> [LISTED RECORDS]
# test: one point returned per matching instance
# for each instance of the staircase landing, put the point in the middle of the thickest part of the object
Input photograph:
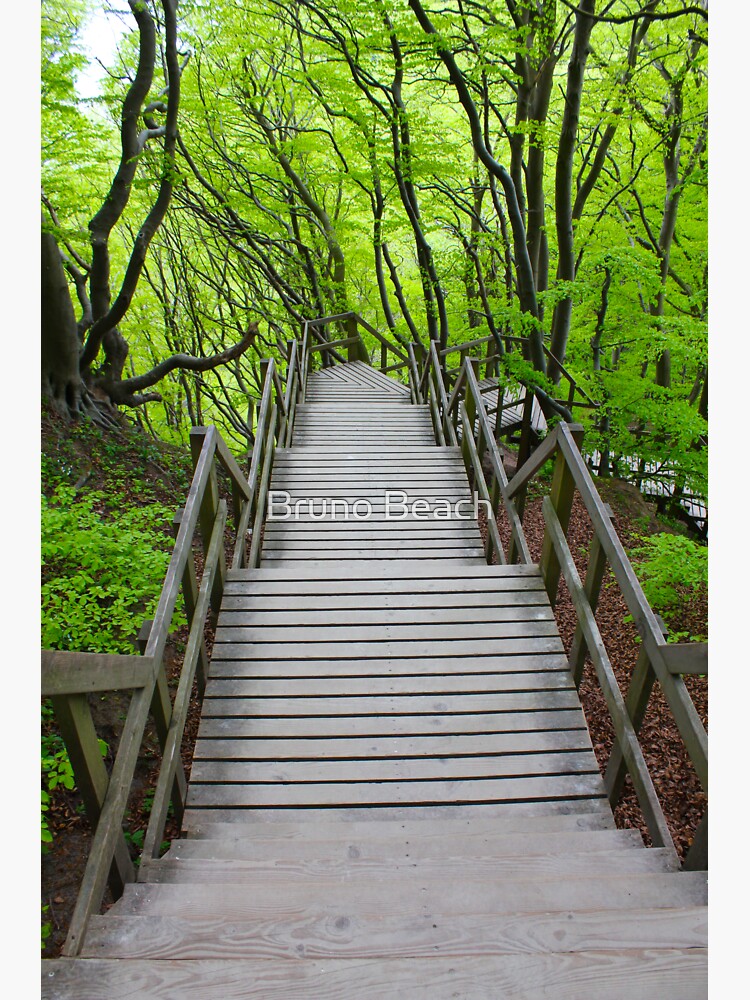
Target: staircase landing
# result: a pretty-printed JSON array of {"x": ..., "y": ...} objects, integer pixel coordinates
[{"x": 394, "y": 791}]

> [TASK OBJECTIVE] Copy only the lines in the listing that contain "instance".

> [WRITTEN RESPONSE]
# test: one point returned per matching instance
# for each instance of the staircase landing, put the point in the middle of the thickest part of the object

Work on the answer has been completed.